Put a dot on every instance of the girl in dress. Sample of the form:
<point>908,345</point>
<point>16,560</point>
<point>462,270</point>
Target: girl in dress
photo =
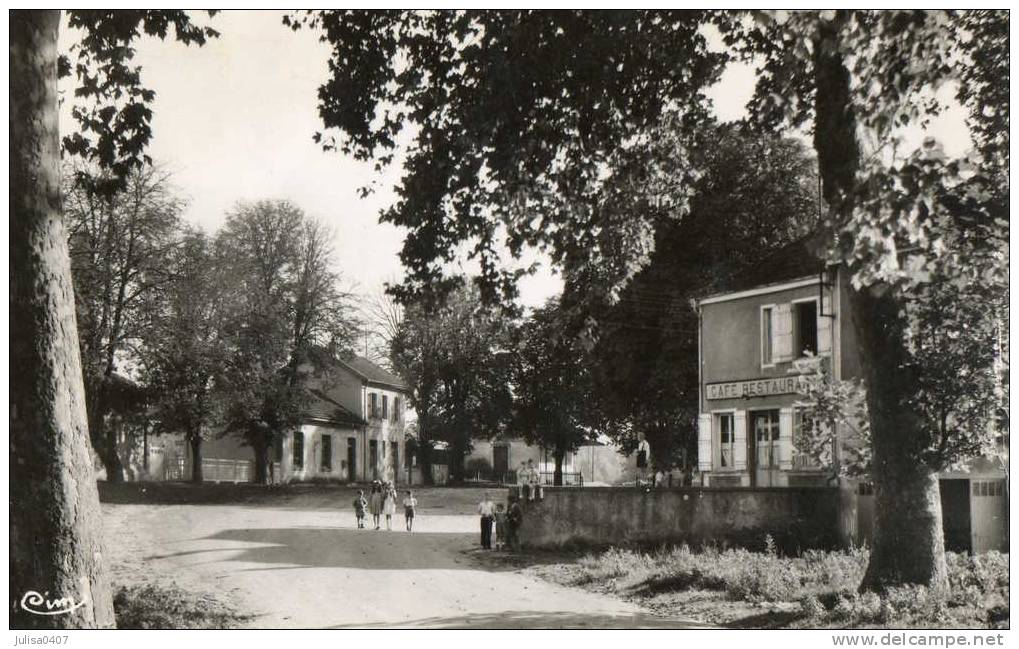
<point>375,503</point>
<point>389,504</point>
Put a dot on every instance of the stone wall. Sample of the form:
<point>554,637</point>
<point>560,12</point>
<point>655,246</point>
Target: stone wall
<point>796,519</point>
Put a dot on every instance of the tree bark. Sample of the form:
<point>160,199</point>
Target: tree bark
<point>56,544</point>
<point>195,439</point>
<point>908,544</point>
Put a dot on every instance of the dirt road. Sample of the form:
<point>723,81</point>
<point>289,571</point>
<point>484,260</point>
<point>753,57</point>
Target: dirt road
<point>305,564</point>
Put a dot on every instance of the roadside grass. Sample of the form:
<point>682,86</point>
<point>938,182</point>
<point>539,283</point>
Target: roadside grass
<point>167,606</point>
<point>817,589</point>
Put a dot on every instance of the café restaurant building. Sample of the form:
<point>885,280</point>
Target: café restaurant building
<point>757,344</point>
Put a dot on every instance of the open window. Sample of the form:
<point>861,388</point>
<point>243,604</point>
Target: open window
<point>727,439</point>
<point>804,328</point>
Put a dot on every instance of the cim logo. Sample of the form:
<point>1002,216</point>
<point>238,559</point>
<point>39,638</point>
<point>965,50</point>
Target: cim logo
<point>40,604</point>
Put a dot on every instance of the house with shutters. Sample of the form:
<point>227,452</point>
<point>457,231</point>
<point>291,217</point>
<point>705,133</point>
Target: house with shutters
<point>757,342</point>
<point>352,430</point>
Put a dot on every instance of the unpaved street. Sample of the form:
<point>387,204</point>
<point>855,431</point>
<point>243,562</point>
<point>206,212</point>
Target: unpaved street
<point>303,563</point>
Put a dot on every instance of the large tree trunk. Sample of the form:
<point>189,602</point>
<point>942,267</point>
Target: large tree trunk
<point>56,544</point>
<point>195,440</point>
<point>908,546</point>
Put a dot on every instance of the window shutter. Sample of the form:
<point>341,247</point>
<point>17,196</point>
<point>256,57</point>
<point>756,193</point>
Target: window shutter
<point>704,441</point>
<point>786,438</point>
<point>824,327</point>
<point>740,441</point>
<point>782,321</point>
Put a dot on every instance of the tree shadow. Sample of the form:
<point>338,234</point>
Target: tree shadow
<point>537,619</point>
<point>341,547</point>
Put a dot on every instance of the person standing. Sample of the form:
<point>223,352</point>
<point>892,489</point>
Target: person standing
<point>643,458</point>
<point>486,508</point>
<point>515,517</point>
<point>410,504</point>
<point>375,503</point>
<point>524,481</point>
<point>388,504</point>
<point>359,508</point>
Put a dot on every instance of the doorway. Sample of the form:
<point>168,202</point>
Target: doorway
<point>762,447</point>
<point>352,457</point>
<point>373,457</point>
<point>956,515</point>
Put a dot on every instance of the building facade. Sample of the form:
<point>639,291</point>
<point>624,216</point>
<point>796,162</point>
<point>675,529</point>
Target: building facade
<point>757,344</point>
<point>352,430</point>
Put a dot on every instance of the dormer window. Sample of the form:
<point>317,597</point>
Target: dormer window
<point>805,325</point>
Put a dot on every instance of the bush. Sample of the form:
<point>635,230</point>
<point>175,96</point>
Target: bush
<point>158,606</point>
<point>824,584</point>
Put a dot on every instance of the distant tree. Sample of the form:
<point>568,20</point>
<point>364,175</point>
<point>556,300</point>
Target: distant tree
<point>121,242</point>
<point>183,353</point>
<point>286,302</point>
<point>383,316</point>
<point>453,355</point>
<point>55,536</point>
<point>553,404</point>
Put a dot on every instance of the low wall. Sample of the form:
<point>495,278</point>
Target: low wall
<point>796,518</point>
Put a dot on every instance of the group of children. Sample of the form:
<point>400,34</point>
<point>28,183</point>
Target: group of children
<point>382,500</point>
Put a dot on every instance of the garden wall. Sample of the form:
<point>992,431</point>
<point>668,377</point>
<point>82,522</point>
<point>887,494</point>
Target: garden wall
<point>796,518</point>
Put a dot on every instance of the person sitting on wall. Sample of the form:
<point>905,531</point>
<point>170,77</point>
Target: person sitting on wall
<point>515,520</point>
<point>524,481</point>
<point>534,479</point>
<point>643,458</point>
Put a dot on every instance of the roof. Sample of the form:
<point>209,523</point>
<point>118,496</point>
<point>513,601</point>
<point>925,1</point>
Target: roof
<point>321,406</point>
<point>372,373</point>
<point>796,260</point>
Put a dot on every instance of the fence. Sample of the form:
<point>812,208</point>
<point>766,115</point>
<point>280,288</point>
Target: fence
<point>569,479</point>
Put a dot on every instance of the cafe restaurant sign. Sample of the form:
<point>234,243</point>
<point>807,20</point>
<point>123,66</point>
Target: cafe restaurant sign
<point>758,387</point>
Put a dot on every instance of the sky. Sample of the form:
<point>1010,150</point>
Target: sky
<point>233,121</point>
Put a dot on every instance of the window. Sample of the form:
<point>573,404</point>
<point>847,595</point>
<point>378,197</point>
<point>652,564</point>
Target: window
<point>765,427</point>
<point>727,435</point>
<point>993,488</point>
<point>801,419</point>
<point>299,450</point>
<point>805,328</point>
<point>326,452</point>
<point>767,331</point>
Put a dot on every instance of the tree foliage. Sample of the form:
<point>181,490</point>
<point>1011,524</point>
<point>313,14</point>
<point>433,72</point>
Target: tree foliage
<point>183,356</point>
<point>454,356</point>
<point>520,115</point>
<point>120,246</point>
<point>754,194</point>
<point>553,401</point>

# Exercise description:
Turn every line of the listing above into a numbered list, dropping any blank lines. Keep the pictures out of your answer.

# Reply to the exercise:
1. Put a dot on every instance of the girl in dress. Sample of the form:
2. <point>908,345</point>
3. <point>16,560</point>
4. <point>462,270</point>
5. Target: girl in dress
6. photo =
7. <point>375,503</point>
8. <point>389,504</point>
9. Put a dot on every instance of the stone wall. Sample of the form:
10. <point>554,637</point>
11. <point>560,12</point>
12. <point>655,246</point>
13. Target: stone wall
14. <point>796,519</point>
15. Put a dot on every instance of the tree bark. Sample of the form:
16. <point>160,199</point>
17. Target: tree bark
18. <point>56,544</point>
19. <point>195,439</point>
20. <point>908,544</point>
21. Put a dot on every instance of the dirt road. Sample of the form:
22. <point>723,81</point>
23. <point>289,571</point>
24. <point>484,260</point>
25. <point>753,57</point>
26. Target: dirt road
27. <point>305,564</point>
28. Put a dot on every instance of the roadside grass. Sample of the form:
29. <point>682,86</point>
30. <point>938,182</point>
31. <point>539,283</point>
32. Target: roadside grass
33. <point>167,606</point>
34. <point>817,589</point>
35. Put a dot on every instance of the café restaurant building. Sample of the form:
36. <point>885,280</point>
37. Target: café restaurant building
38. <point>757,344</point>
39. Put a dot on every instance of the open window. Sample of the form:
40. <point>861,388</point>
41. <point>243,604</point>
42. Target: open window
43. <point>727,439</point>
44. <point>804,328</point>
45. Put a dot on every instance of the cim logo. Sample of the form:
46. <point>1002,216</point>
47. <point>238,559</point>
48. <point>39,638</point>
49. <point>965,50</point>
50. Target: cim logo
51. <point>40,604</point>
52. Put a dot on every instance of the house with shutters. Sample of the form:
53. <point>227,452</point>
54. <point>457,231</point>
55. <point>291,217</point>
56. <point>705,133</point>
57. Target: house with shutters
58. <point>757,342</point>
59. <point>352,430</point>
60. Put a dot on every instance of the unpaved street. Sample of the form:
61. <point>387,204</point>
62. <point>855,431</point>
63. <point>243,562</point>
64. <point>206,212</point>
65. Target: unpaved street
66. <point>303,563</point>
67. Put a dot on every instance of the large tree trunk. Sample of the form:
68. <point>189,602</point>
69. <point>942,267</point>
70. Target: large tree trunk
71. <point>56,544</point>
72. <point>195,440</point>
73. <point>908,546</point>
74. Put a dot on every instance of the window shutter. Sample of the form:
75. <point>341,247</point>
76. <point>17,196</point>
77. <point>256,57</point>
78. <point>756,193</point>
79. Target: window shutter
80. <point>704,441</point>
81. <point>786,438</point>
82. <point>824,327</point>
83. <point>740,441</point>
84. <point>782,321</point>
85. Put a dot on every instance of the tree shadow. Sample of the form:
86. <point>338,234</point>
87. Target: tree shadow
88. <point>537,619</point>
89. <point>341,547</point>
90. Put a dot on every instance of the person standing. Sample of the form:
91. <point>223,352</point>
92. <point>892,489</point>
93. Target: person standing
94. <point>643,458</point>
95. <point>486,508</point>
96. <point>515,517</point>
97. <point>410,504</point>
98. <point>375,503</point>
99. <point>524,481</point>
100. <point>388,504</point>
101. <point>359,508</point>
102. Put a dot on every instance of the doorway. Sample of the form:
103. <point>168,202</point>
104. Target: doorway
105. <point>762,447</point>
106. <point>352,457</point>
107. <point>373,457</point>
108. <point>956,515</point>
109. Put a dot on every instance of the building facade. Sample of the form:
110. <point>639,291</point>
111. <point>624,216</point>
112. <point>796,162</point>
113. <point>675,529</point>
114. Target: building facade
115. <point>757,344</point>
116. <point>352,430</point>
117. Put a dot on every instance of the dormer window. Sample of the form:
118. <point>317,597</point>
119. Target: dormer window
120. <point>805,325</point>
121. Put a dot on every instance of the bush. Sample of the form:
122. <point>635,230</point>
123. <point>175,96</point>
124. Target: bush
125. <point>158,606</point>
126. <point>824,584</point>
127. Put a dot on every instance of the distant tree. Sample of the form:
128. <point>568,20</point>
129. <point>364,175</point>
130. <point>556,300</point>
131. Target: distant tree
132. <point>121,242</point>
133. <point>183,353</point>
134. <point>286,302</point>
135. <point>383,316</point>
136. <point>453,355</point>
137. <point>55,536</point>
138. <point>553,404</point>
139. Put a dot on every instance of the low wall. Sample of the form:
140. <point>495,278</point>
141. Target: low wall
142. <point>796,518</point>
143. Put a dot on every instance of the group of children. Sample of the form:
144. <point>400,34</point>
145. <point>28,183</point>
146. Target: group of children
147. <point>382,500</point>
148. Put a dot on every instance of the garden wall. Sample of the form:
149. <point>992,431</point>
150. <point>668,377</point>
151. <point>82,522</point>
152. <point>887,494</point>
153. Target: garden wall
154. <point>796,518</point>
155. Put a dot on every instance of the person sitting on wall. Sample of the form:
156. <point>905,531</point>
157. <point>170,77</point>
158. Target: person sitting on wall
159. <point>515,520</point>
160. <point>524,481</point>
161. <point>534,479</point>
162. <point>643,458</point>
163. Put a dot on every instance of the roof. Sample of the form:
164. <point>209,523</point>
165. <point>118,496</point>
166. <point>513,601</point>
167. <point>925,1</point>
168. Target: roof
169. <point>321,406</point>
170. <point>372,373</point>
171. <point>796,260</point>
172. Put a dot on every instance of the fence. Sample of the form:
173. <point>812,208</point>
174. <point>766,115</point>
175. <point>280,288</point>
176. Target: fence
177. <point>569,479</point>
178. Put a dot on every instance of the cafe restaurant sign. Sample of the form:
179. <point>234,243</point>
180. <point>807,20</point>
181. <point>123,66</point>
182. Target: cafe restaurant sign
183. <point>758,387</point>
184. Put a dot on every instance of the sky. Sample of the form:
185. <point>1010,150</point>
186. Target: sky
187. <point>233,121</point>
188. Put a dot on every instance of the window. Sample of the form:
189. <point>573,404</point>
190. <point>847,595</point>
191. <point>378,197</point>
192. <point>652,564</point>
193. Target: window
194. <point>765,427</point>
195. <point>727,435</point>
196. <point>993,488</point>
197. <point>801,419</point>
198. <point>299,450</point>
199. <point>805,328</point>
200. <point>326,452</point>
201. <point>767,331</point>
202. Put a dot on every instance of the tree foliage. Sample of the form:
203. <point>181,490</point>
204. <point>1011,524</point>
205. <point>313,14</point>
206. <point>433,72</point>
207. Target: tree foliage
208. <point>183,356</point>
209. <point>454,356</point>
210. <point>520,115</point>
211. <point>120,246</point>
212. <point>754,194</point>
213. <point>553,401</point>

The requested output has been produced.